# WHAT THE EXERCISE ASKS:
Transcribe the records below line by line, exactly as they read.

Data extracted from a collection
· · · ·

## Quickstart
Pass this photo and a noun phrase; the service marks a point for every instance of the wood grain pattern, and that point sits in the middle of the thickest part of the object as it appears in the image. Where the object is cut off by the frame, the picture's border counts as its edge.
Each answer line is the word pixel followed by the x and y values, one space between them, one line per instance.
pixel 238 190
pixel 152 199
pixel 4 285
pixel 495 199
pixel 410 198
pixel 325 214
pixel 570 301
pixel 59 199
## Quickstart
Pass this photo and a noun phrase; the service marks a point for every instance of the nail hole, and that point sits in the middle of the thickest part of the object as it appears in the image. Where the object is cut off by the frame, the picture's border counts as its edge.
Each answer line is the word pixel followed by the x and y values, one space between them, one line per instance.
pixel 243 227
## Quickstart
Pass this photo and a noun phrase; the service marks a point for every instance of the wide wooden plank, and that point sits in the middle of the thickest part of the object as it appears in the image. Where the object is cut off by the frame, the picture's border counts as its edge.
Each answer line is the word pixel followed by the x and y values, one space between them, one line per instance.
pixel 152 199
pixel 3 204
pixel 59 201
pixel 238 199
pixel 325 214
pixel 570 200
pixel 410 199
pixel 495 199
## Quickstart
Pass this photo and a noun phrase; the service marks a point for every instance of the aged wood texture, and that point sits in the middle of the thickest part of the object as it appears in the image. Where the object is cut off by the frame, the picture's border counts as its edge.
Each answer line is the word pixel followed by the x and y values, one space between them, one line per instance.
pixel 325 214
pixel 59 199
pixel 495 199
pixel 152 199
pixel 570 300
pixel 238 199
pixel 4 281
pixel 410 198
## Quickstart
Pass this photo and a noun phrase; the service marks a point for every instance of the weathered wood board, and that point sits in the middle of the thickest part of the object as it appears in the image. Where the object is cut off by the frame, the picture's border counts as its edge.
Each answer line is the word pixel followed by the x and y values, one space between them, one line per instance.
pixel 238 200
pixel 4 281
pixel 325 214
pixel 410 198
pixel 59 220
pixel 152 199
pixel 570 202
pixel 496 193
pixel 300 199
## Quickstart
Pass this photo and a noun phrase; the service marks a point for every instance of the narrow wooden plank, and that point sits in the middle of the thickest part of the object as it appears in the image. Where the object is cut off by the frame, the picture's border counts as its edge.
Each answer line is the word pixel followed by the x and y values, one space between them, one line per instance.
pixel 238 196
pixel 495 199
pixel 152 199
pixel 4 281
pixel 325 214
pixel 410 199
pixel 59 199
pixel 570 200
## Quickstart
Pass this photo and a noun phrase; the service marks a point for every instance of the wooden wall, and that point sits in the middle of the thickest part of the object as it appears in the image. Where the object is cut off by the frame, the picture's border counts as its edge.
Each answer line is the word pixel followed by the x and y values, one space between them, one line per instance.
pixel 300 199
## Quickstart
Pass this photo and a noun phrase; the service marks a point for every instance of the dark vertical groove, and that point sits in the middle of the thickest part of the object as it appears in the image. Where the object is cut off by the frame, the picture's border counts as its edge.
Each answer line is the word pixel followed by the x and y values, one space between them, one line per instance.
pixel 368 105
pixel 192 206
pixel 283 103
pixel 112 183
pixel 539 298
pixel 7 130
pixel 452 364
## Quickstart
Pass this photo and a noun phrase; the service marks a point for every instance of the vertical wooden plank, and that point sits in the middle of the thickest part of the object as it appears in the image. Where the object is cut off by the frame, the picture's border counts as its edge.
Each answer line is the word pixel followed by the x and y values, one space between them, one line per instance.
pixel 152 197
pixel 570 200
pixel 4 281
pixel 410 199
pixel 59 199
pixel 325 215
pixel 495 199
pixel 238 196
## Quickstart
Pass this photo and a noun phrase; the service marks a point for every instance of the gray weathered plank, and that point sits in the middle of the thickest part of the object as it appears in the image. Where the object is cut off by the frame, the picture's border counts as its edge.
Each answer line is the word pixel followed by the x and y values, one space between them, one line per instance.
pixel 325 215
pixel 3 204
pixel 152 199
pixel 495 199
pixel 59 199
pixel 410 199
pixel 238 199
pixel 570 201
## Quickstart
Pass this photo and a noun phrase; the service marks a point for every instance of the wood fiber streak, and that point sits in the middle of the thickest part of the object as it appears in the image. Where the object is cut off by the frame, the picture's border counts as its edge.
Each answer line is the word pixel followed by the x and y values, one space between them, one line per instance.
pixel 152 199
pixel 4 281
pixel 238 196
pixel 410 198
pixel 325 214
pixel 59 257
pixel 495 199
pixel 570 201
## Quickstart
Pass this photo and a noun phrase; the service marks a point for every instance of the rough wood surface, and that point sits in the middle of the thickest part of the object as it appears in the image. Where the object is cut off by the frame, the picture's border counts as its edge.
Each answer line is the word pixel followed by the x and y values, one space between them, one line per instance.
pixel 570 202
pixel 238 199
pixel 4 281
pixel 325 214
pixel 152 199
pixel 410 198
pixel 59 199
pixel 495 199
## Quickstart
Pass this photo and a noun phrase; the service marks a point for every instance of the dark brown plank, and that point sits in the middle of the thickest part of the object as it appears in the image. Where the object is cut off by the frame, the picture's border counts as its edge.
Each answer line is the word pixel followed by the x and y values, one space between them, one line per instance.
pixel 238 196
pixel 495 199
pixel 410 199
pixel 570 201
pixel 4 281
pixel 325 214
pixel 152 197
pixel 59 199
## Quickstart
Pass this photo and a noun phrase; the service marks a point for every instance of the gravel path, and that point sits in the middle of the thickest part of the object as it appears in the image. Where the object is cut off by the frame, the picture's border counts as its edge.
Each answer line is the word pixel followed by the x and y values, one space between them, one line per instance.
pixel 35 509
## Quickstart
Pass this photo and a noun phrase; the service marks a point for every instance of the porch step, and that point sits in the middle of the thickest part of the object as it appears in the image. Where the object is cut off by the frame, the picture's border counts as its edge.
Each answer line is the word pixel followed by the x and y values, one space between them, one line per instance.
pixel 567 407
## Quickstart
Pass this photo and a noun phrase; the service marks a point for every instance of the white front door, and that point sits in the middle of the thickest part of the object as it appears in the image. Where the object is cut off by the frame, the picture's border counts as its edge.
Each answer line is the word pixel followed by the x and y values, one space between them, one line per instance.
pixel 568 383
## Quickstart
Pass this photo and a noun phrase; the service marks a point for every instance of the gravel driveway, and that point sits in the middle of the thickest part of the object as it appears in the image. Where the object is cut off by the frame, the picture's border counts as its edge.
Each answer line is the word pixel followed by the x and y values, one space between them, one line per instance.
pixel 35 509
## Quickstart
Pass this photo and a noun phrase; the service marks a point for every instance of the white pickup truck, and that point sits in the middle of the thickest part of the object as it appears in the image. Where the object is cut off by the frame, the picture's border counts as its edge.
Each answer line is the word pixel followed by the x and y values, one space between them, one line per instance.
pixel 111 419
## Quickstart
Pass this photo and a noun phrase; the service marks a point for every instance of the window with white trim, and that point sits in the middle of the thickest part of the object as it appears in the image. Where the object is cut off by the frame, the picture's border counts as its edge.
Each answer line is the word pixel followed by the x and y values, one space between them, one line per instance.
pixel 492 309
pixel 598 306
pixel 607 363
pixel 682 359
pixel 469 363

· · · ·

# EXERCISE ANSWER:
## Quickstart
Pass this photo and a noun phrase; the service marks a point for every instance of the wood grain pattern, and that point sits in the middle of the thickest part of the object as it appears in the image. Where the object is cut off by the frame, the picture's border counts as its edge.
Each answer line is the word pixel followed by the x and y values, one space between them, one line per instance.
pixel 238 190
pixel 152 199
pixel 4 285
pixel 495 199
pixel 410 198
pixel 325 214
pixel 570 301
pixel 59 199
## Quickstart
Pass this photo and a noun phrase; the service marks a point for every instance of the nail hole, and that point sits in the middle of the thickest part of the object as it appears in the image. Where the object is cut off by the frame, the picture's border counts as its edge.
Each answer line is the word pixel followed by the x and y values, one space between them, one line per instance.
pixel 243 227
## Quickstart
Pass this photo and a noun phrase; the service marks a point for every instance of the wide wooden plank, and that point sits in the middle of the thickest part of the object as it appears in the image. Where the object is cut off by the frame, the picture's border counts as its edge.
Each answer line is the word pixel followed by the x and y values, one space between them, one line per instance.
pixel 152 199
pixel 3 204
pixel 59 201
pixel 238 199
pixel 325 214
pixel 570 200
pixel 410 199
pixel 495 199
## Quickstart
Pass this photo and a noun phrase; the service marks a point for every instance of the aged wood texture, and that point sits in the middle of the thickest part of the object as it appears in the image. Where the object is cut off by the frame, the picture's border counts as its edge.
Each answer line is the word pixel followed by the x and y values, one space between them, one line per instance.
pixel 325 214
pixel 59 199
pixel 495 199
pixel 152 199
pixel 570 300
pixel 238 199
pixel 4 281
pixel 410 198
## Quickstart
Pass this photo and a noun phrase; the service marks a point for every instance of the weathered wood board, and that point sits in the middle of the thickest part of the object as it appears in the image. Where the object is cut off by the frame, the picture's border counts as its edge.
Each answer line is the word pixel followed by the x and y values, one space between them, one line per instance.
pixel 238 200
pixel 4 281
pixel 325 214
pixel 410 198
pixel 59 220
pixel 152 199
pixel 570 202
pixel 496 193
pixel 300 199
## Quickstart
Pass this photo and a noun phrase; the service marks a point for every instance of the narrow wooden plank, and that point sits in the middle of the thickest part of the object as it appears in the image. Where the object is cut off by the frame, the picture's border counts as its edge.
Each answer line is the word pixel followed by the x and y values, one space between them, one line per instance.
pixel 238 196
pixel 495 199
pixel 152 199
pixel 4 281
pixel 325 214
pixel 410 199
pixel 59 199
pixel 570 200
## Quickstart
Pass this photo and a noun phrase; the service marks a point for every instance of the wooden wall, and that point sits in the middle of the thickest part of the object as it appears in the image. Where the object is cut off by the frame, the picture's border counts as its edge.
Each answer line is the word pixel followed by the x and y values, one space between them, one line per instance.
pixel 300 199
## Quickstart
Pass this photo and a noun phrase; the service marks a point for every instance of the dark vertical groove, and that point sits in the middle of the thickest part of the object as it appears in the image. Where the object is cut off by the frame, the picture's border counts as its edge.
Each answer line is the word pixel followed by the x and y values, one space between them, one line per instance.
pixel 368 105
pixel 192 206
pixel 283 103
pixel 112 183
pixel 539 298
pixel 7 130
pixel 452 364
## Quickstart
Pass this photo and a noun phrase; the service marks a point for every instance of the vertical wooden plank, and that point sits in the middle of the thickest part of the object as it appears in the image. Where the object is cut off by the frame, the picture's border counts as its edge.
Each answer line is the word pixel followed by the x and y values, one space between them, one line per instance.
pixel 152 197
pixel 570 200
pixel 4 281
pixel 410 199
pixel 59 199
pixel 325 215
pixel 495 199
pixel 238 196
## Quickstart
Pass this photo and a noun phrase; the service marks a point for every instance of the gray weathered plank, and that point sits in the middle of the thickest part of the object as it appears in the image. Where the object is cut off by the frame, the picture's border counts as its edge.
Each answer line is the word pixel followed by the x and y values, one space between them, one line per instance.
pixel 325 215
pixel 3 204
pixel 152 199
pixel 495 199
pixel 59 199
pixel 410 199
pixel 238 199
pixel 570 201
## Quickstart
Pass this photo and a noun phrase; the service marks a point for every instance of the wood fiber streak, and that point sits in the middle of the thickest part of the object as it appears in the image. Where the object is cut off by the frame, the picture's border counts as its edge.
Each answer line is the word pixel followed by the x and y values, one space between them, one line per instance.
pixel 152 199
pixel 4 281
pixel 238 196
pixel 410 198
pixel 325 214
pixel 59 257
pixel 495 199
pixel 570 201
## Quickstart
Pass this photo and a noun phrase; the service marks a point for every instance of the rough wood surface, and that point sits in the middle of the thickest part of the object as it appears in the image. Where the object is cut off by the frame, the picture's border counts as its edge.
Each answer line is the word pixel followed by the x and y values, one space between them, one line per instance.
pixel 570 202
pixel 238 199
pixel 4 281
pixel 325 214
pixel 152 199
pixel 410 198
pixel 59 199
pixel 495 199
## Quickstart
Pass this photo and a noun phrase; the service marks a point for every instance of the dark brown plank, and that point sits in the middle of the thickest part of the object as it appears in the image. Where the object is cut off by the frame, the picture's border counts as its edge.
Each answer line is the word pixel followed by the x and y values, one space between them, one line per instance.
pixel 238 196
pixel 495 199
pixel 410 199
pixel 570 201
pixel 4 281
pixel 325 214
pixel 152 197
pixel 59 199
## Quickstart
Pass this photo and a noun phrase; the service marks a point for every instance of the gravel path, and that point sits in the middle of the thickest part of the object as it appears in the image. Where the object is cut off by the frame, the picture's border counts as its edge.
Each answer line is the word pixel followed by the x and y values, one space between them, one line per instance.
pixel 35 509
## Quickstart
Pass this photo and a noun phrase; the service marks a point for every instance of the porch step, and that point sits in the middle of the thickest part of the object as it appears in the image. Where the object is cut off by the frame, the picture's border counts as its edge.
Each answer line is the word pixel followed by the x and y values, one space between them, one line per instance.
pixel 567 407
## Quickstart
Pass this photo and a noun phrase; the service marks a point for every instance of the white front door, and that point sits in the middle of the thickest part of the object as it appears in the image. Where the object is cut off by the frame, the picture's border counts as its edge.
Each answer line is the word pixel followed by the x and y values, one space between them, one line per instance.
pixel 568 383
## Quickstart
Pass this photo and a noun phrase; the service marks a point for every instance of the gravel driveway, and that point sits in the middle of the thickest part of the object as it appears in the image. Where the object is cut off by the frame, the picture's border counts as its edge.
Each answer line is the word pixel followed by the x and y values, one space between them, one line per instance.
pixel 35 509
## Quickstart
Pass this photo and a noun phrase; the service marks a point for every instance of the white pickup truck, and that point sits in the middle of the thickest part of the object as it appears in the image. Where the object is cut off by the frame, the picture's border counts as its edge.
Each answer line is the word pixel followed by the x and y values, one space between them, one line per instance.
pixel 111 419
## Quickstart
Pass this photo and a noun phrase; the service marks a point for every instance of the window with white trim, and that point sits in the middle of the thickest part of the object as it appears in the image. Where the object is cut off by the frame, the picture's border counts as its edge.
Each answer line is the word pixel followed by the x and y values, one space between them, one line per instance.
pixel 492 309
pixel 598 306
pixel 607 363
pixel 682 359
pixel 469 363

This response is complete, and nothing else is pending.